Task instructions: Starting with the line that contains "Practice. Put a pin on the white barrier", reproduce each line through the end of the listing below, with no other output.

Materials provided:
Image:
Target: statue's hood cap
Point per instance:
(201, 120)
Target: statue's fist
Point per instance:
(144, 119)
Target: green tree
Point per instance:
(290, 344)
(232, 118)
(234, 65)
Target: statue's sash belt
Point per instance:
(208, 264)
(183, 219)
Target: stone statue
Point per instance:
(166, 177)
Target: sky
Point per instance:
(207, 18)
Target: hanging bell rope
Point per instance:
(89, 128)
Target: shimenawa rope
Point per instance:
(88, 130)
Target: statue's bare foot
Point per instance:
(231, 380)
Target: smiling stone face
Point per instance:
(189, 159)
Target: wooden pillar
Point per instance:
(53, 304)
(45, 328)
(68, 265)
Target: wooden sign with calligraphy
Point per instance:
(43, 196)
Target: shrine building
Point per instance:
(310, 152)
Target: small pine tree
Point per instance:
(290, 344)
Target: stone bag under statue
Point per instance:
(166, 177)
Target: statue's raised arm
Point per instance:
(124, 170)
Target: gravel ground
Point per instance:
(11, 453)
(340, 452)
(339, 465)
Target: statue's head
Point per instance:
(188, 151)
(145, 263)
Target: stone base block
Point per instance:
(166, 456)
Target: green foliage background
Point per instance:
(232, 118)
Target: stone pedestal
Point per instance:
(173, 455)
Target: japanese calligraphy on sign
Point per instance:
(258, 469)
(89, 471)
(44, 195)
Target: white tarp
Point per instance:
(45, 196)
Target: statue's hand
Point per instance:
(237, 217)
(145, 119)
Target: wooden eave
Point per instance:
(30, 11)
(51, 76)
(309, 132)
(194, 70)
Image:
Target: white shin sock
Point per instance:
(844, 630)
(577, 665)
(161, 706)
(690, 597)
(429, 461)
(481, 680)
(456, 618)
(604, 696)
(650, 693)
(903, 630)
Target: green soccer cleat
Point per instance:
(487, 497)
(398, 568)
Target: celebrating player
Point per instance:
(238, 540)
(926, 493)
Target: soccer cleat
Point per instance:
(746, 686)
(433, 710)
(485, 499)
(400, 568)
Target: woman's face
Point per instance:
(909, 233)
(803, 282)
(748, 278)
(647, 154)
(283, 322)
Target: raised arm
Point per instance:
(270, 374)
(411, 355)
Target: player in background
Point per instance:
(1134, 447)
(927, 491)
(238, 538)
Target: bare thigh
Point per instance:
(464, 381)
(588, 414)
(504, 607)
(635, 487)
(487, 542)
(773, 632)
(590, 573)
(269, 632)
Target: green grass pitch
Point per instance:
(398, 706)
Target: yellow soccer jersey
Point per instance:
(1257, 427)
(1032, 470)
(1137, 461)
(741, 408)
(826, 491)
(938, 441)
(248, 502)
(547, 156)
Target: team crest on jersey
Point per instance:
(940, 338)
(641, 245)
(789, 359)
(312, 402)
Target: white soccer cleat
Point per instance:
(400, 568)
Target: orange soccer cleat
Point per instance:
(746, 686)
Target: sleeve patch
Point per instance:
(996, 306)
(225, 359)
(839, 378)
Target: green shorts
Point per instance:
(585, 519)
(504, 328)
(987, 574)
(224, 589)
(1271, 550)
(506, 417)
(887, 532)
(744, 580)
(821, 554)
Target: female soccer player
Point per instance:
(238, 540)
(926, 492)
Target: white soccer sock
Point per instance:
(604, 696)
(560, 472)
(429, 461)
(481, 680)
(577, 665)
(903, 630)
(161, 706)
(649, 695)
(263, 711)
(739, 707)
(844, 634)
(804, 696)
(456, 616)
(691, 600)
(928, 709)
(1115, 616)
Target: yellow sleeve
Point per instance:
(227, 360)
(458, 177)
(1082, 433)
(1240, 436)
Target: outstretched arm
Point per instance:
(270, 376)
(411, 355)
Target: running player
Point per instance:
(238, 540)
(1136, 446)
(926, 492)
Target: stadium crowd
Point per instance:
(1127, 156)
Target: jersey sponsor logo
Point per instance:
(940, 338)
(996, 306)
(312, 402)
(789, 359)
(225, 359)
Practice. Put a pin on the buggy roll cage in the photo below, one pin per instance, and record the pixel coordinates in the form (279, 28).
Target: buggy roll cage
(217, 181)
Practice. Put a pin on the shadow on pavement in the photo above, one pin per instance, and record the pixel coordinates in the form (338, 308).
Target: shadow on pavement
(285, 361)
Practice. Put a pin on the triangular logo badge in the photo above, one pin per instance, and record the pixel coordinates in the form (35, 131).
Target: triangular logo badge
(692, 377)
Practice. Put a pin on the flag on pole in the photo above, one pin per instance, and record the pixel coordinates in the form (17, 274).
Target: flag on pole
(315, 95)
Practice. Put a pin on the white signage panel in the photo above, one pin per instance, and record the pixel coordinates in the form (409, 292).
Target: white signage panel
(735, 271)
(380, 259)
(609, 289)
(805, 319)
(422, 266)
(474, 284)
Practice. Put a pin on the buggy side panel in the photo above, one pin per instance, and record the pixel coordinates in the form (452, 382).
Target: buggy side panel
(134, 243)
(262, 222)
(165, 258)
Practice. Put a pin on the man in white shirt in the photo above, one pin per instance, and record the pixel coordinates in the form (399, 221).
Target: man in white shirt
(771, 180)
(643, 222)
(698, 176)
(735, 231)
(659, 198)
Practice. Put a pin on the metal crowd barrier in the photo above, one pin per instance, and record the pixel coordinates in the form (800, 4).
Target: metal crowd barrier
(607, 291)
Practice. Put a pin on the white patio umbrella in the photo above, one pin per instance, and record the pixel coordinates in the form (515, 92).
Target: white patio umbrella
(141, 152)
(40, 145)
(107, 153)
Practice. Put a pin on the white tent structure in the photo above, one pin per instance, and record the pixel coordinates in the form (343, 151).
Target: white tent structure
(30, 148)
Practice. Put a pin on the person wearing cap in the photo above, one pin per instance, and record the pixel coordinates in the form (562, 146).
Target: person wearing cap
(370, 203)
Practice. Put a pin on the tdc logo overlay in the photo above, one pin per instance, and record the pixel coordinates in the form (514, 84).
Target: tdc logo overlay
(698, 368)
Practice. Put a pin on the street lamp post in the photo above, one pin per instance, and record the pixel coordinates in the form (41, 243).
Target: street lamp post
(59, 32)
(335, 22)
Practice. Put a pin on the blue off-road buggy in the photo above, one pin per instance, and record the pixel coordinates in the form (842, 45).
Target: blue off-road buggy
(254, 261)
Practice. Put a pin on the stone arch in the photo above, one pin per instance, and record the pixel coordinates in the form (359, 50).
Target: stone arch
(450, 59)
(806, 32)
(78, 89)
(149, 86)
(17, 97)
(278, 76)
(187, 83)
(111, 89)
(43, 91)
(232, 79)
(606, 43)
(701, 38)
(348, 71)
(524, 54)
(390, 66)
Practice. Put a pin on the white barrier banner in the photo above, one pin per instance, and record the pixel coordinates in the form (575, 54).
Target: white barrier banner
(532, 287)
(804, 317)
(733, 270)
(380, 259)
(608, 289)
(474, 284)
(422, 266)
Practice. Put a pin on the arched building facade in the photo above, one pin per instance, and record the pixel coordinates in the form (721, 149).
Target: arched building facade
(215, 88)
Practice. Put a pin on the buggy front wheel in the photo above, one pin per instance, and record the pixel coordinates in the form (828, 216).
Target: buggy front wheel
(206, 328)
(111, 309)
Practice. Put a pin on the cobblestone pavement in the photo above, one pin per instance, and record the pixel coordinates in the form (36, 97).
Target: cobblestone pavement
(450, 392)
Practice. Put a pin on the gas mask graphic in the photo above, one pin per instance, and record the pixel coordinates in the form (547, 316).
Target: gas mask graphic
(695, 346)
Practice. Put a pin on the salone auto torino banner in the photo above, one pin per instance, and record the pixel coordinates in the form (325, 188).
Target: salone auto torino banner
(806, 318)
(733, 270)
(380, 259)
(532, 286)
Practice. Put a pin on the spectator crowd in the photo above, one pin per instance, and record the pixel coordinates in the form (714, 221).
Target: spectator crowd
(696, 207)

Correct result:
Practice. Put a pin on the white barrier banner in the photo above, one pin per instance, and record the pixel coordinates in the form (575, 54).
Target: white barrier banner
(532, 287)
(804, 317)
(733, 270)
(380, 259)
(608, 289)
(474, 284)
(422, 266)
Practice. Put a pin on the arched building facade in the photo above, one pin per instance, and record the pixel coordinates in the form (721, 149).
Target: arched building facade
(215, 88)
Practice. Put a pin on the buggy front wheel in the photo above, one pin per instance, and record the pixel coordinates in the form (828, 216).
Target: buggy front wheel
(206, 328)
(111, 309)
Practice. Put a pin on the cobblestone pavement in the photo above, one pin per instance, and record the pixel coordinates in the form (36, 97).
Target: cobblestone pavement
(450, 392)
Practice. Put a pin on the gas mask graphic in the photo above, one pin per instance, and record the pixel coordinates in the form (547, 316).
Target: gas mask graphic
(695, 346)
Practice. Put a pin on the salone auto torino banner in the photo above, one pin per instance, and record the pixel coordinates in the form (325, 188).
Target: salone auto torino banner
(806, 318)
(733, 270)
(380, 259)
(532, 286)
Practice. Put a pin on the spectator crowd in the photo above, one pin per instance, and record the pixel coordinates in the form (714, 221).
Target: spectator crowd
(696, 207)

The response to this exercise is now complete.